__What to produce__: Word for word, restate each entry in the listing below.

__Extracted information__:
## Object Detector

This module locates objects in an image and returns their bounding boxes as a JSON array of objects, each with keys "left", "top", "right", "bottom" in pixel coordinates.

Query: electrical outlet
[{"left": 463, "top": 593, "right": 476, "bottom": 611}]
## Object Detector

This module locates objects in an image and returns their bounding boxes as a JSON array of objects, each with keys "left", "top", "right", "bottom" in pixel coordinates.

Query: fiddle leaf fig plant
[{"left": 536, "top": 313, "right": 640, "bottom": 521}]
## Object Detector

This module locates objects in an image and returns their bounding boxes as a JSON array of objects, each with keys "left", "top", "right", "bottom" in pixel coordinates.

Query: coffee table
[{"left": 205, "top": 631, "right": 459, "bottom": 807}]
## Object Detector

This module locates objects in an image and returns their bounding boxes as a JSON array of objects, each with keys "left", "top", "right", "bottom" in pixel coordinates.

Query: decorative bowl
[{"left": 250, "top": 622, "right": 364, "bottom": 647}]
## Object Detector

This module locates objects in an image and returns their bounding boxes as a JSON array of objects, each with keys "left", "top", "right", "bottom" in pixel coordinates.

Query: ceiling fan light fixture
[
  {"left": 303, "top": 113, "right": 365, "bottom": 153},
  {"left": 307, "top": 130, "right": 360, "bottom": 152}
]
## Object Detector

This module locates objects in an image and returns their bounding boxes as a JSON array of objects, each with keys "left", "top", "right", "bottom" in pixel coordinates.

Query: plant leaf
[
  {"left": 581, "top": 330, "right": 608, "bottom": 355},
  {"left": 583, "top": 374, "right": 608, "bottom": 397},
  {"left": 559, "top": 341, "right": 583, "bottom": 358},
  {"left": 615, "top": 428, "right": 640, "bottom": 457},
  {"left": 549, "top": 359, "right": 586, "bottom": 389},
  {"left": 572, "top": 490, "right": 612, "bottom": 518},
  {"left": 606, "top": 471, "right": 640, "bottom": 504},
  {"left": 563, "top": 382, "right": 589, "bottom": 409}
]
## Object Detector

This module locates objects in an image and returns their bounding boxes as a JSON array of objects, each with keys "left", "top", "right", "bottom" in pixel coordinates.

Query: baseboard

__Result of the exercise__:
## Object Detector

This module locates objects in an image and returns their bounding boxes as a JSON array of objects, each with keys "left", "top", "right", "bottom" in pixel coordinates.

Query: electrical outlet
[{"left": 463, "top": 593, "right": 476, "bottom": 611}]
## Object Detector

This module locates objects in an image and returns their bounding boxes as a JSON array of objects, each with keys "left", "top", "right", "bottom" in pixel coordinates.

Query: fiddle leaf fig plant
[{"left": 536, "top": 313, "right": 640, "bottom": 521}]
## Object Detector

This module locates objects in an image and returns their bounding boxes as a JSON array of objects, each with keys "left", "top", "right", "bottom" in pixel coordinates.

Query: coffee table
[{"left": 205, "top": 631, "right": 459, "bottom": 807}]
## Object Detector

This module locates objects in an image and returns their bounding boxes as a JSON array of objects, each with keys "left", "top", "right", "bottom" in pixel coordinates.

Query: decorative bowl
[{"left": 250, "top": 622, "right": 364, "bottom": 647}]
## Object Detector

This module locates objects in an image and returns their bounding boxes as a JSON array of objects, each with keys "left", "top", "right", "bottom" in pixel coordinates.

Query: ceiling fan light fixture
[
  {"left": 303, "top": 113, "right": 365, "bottom": 153},
  {"left": 307, "top": 130, "right": 360, "bottom": 152}
]
## Object Detector

This module locates objects in an image and returns their bounding boxes as a JSON array of objects, each with keys "left", "top", "right", "bottom" in pixel coordinates.

Query: plant leaf
[
  {"left": 581, "top": 330, "right": 608, "bottom": 355},
  {"left": 583, "top": 374, "right": 608, "bottom": 397},
  {"left": 559, "top": 341, "right": 583, "bottom": 358},
  {"left": 615, "top": 428, "right": 640, "bottom": 457},
  {"left": 549, "top": 359, "right": 586, "bottom": 389},
  {"left": 572, "top": 490, "right": 612, "bottom": 518},
  {"left": 606, "top": 471, "right": 640, "bottom": 504},
  {"left": 563, "top": 382, "right": 589, "bottom": 409}
]
## Object Detector

This module locates objects in an image and returns their bounding boxes as a JSON array of objects, each with keys "left", "top", "right", "bottom" in pixel coordinates.

Query: baseboard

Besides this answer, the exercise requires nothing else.